» Work request
Your answer should consist only of the records, copied exactly, with the images removed.

(Dataset entries)

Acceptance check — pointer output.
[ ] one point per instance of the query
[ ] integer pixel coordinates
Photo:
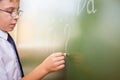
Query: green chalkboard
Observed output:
(94, 54)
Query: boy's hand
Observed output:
(54, 62)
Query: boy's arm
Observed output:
(52, 63)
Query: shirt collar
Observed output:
(3, 34)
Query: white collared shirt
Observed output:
(9, 68)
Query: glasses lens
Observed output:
(15, 13)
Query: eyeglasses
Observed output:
(13, 13)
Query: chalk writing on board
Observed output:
(90, 5)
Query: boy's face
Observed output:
(8, 16)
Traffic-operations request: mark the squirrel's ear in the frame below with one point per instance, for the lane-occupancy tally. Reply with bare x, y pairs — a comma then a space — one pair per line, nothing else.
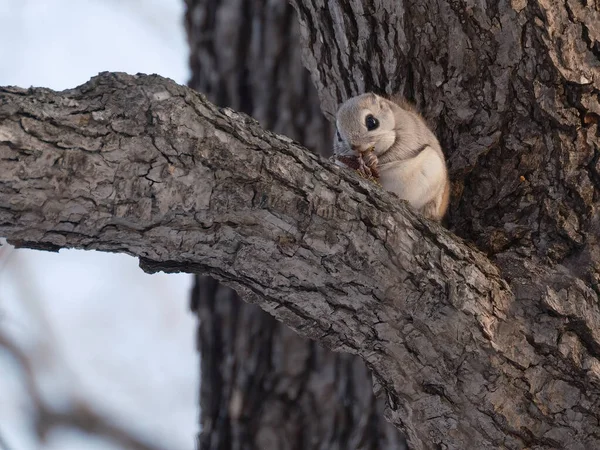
384, 104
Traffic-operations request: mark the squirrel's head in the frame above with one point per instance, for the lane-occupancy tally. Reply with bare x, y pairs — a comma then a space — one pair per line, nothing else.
362, 122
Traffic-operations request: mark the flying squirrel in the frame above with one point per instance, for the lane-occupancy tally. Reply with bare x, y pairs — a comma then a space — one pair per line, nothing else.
389, 141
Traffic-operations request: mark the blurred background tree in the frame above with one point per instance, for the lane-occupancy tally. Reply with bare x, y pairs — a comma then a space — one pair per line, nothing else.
263, 387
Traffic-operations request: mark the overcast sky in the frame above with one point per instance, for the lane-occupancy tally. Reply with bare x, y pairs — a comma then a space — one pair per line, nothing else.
100, 329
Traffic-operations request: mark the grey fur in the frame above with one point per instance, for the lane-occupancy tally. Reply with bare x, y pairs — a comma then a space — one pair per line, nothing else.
411, 163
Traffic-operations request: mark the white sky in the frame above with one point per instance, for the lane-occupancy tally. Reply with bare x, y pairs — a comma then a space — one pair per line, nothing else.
103, 330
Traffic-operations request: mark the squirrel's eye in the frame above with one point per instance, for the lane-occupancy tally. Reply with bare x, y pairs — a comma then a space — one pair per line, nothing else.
371, 122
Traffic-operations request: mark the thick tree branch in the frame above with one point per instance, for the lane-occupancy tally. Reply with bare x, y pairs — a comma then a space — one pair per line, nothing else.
143, 166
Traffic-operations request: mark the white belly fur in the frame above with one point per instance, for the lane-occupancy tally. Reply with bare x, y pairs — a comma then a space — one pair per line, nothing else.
417, 180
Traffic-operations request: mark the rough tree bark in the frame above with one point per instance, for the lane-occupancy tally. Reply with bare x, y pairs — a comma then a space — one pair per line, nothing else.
263, 386
142, 166
470, 353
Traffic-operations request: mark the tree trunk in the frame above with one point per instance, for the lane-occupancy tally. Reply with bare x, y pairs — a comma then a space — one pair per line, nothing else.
263, 386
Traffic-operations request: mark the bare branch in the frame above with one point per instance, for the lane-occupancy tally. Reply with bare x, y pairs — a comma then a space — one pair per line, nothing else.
143, 166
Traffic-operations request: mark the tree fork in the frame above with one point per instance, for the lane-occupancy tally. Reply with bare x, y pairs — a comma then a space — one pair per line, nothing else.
466, 358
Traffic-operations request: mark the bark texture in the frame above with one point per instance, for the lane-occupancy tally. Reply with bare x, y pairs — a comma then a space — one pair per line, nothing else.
263, 386
465, 358
512, 89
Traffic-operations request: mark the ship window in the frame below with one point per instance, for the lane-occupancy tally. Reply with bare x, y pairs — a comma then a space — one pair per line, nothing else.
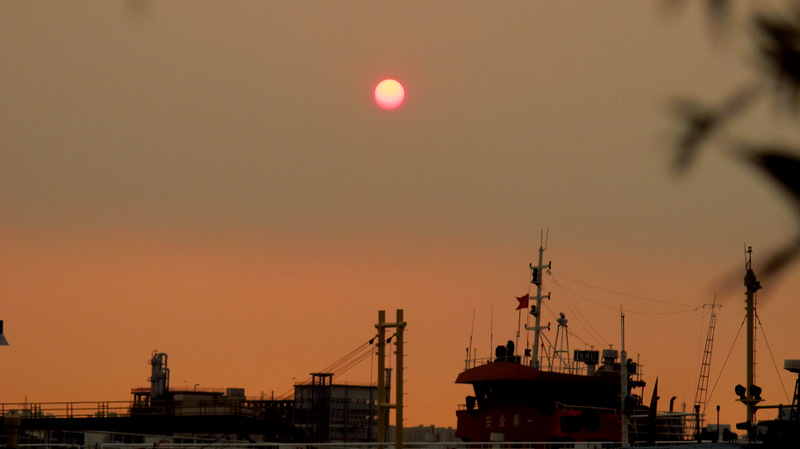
570, 424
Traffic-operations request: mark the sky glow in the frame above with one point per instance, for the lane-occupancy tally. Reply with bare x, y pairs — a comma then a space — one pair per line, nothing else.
389, 94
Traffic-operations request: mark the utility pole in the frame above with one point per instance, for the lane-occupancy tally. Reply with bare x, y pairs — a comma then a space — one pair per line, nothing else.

» Written answer
Acceptance check — pointer output.
[ ] one point per instance of the query
[ ] integer pixel coordinates
Photo:
Query: green chalkboard
Observed output:
(94, 54)
Query: boy's hand
Observed output:
(54, 62)
Query: boy's arm
Observed output:
(52, 63)
Query: shirt collar
Observed output:
(3, 34)
Query: white collared shirt
Observed output:
(9, 68)
Query: glasses lens
Observed output:
(15, 13)
Query: eyeglasses
Observed output:
(13, 13)
Query: chalk writing on board
Observed output:
(90, 5)
Query: boy's face
Observed output:
(8, 16)
Traffic-operations request: mark the squirrel's ear in the frame below with one point per instance, for the lane-occupancy tally. Reply with bare x, y pairs — a comma then a space — one pair per line, nothing else.
384, 104
Traffic-operations request: mark the squirrel's head in the frame above with one point per instance, for the lane-occupancy tally. Reply with bare x, y pairs — a comma then a space — one pair per line, nothing else.
362, 122
Traffic-operations request: mark the flying squirrel in the frame above with one point per instance, for the lane-occupancy tally. Reply with bare x, y pairs — a comma then a space — one pair per line, nothing else.
389, 141
Traffic-operations request: mark the blurred background tree in the frame above with one point per instance, for the lane-occupancy tally. Reply with bare x, y pairs — a comma then a space — one pair per line, nothing else.
263, 387
Traffic-operations request: mark the overcast sky in the frame above with one point per instance, for the lane-occupancy tally. Reply with bare x, y pairs — a comma then a space — one pair per line, nothing else.
100, 329
Traffic-operations request: mark the grey fur in the frame above with one point per instance, for the lane-occupancy tally. Reply with bare x, y pairs — a comma then a space — one pair per line, nothing else.
411, 163
Traffic-operations request: mark the white sky in the frame above with one point per instance, for the lane-occupancy tally. Reply with bare x, y pairs — a comma then a space — one pair per line, nothing else.
103, 330
Traffic-operations request: mark the squirrel's eye in the frame above with one point per instance, for the lane-occupancy tally. Reply with bare x, y pairs — a comma then a space — one pair per line, nothing else.
371, 122
Traffic-operations request: mark the thick tree branch in the frame above with one point per instance, for the lane-occupancy tally. Reply with bare x, y pairs — a comma then a space — one pair per line, nothing else.
143, 166
Traffic-operations request: mark the white belly fur in the frame above with one point per instance, for the lane-occupancy tally. Reply with bare x, y pairs — a comma then a space — one pair per line, nothing else.
417, 180
Traffic-operations request: mark the rough tree bark in the frame above with one point per instance, for the lane-occupancy tally. Reply with bare x, y pairs — a comma then a space — one pair per line, nothing else.
263, 386
142, 166
470, 353
Traffic-operations request: mark the tree trunk in the frame above with one point per instance, for the lane-occupancy tally. Reply with bare x, y pairs — a comma then a space — one pair per line, nothing else.
263, 386
Traffic-operations request: mark the bare branch in the frame above with one point per instance, for the lane-occupancy tally. Reply with bare x, y pairs — a comma then a space — one pair per line, nothing else.
143, 166
Traffic-operations request: mark the tree fork in the frame above with one point per instance, for the lane-occupancy tally. Reply with bare x, y pairs — a comma then a space — one pair per line, nothing else.
466, 358
Traffic-operations request: mark the bark texture in the frame above with one point per instance, for the lane-occupancy tally. Reply with bare x, y pairs — a comma then a space — one pair per line, nothing else.
263, 386
465, 358
512, 89
Traffic-operations request: mark the ship window in the frame below with one point per instance, for the lane-occupancy tally. Reply with bare x, y pairs — a comma then a space — one pair per line, nothing else.
570, 424
Traffic-operations request: mark the sky glow in the frame above with one point per instance, for the lane-occupancy tally. Reply with bare x, y pairs — a comma then a space — one pair per line, nothing else.
389, 94
Traffic-operations request: mark the utility pole in the frame above with one point per instance, for the lane-occupancy tally. Reply with bare x, y pairs — a comma then a space — one pair per line, nothing else.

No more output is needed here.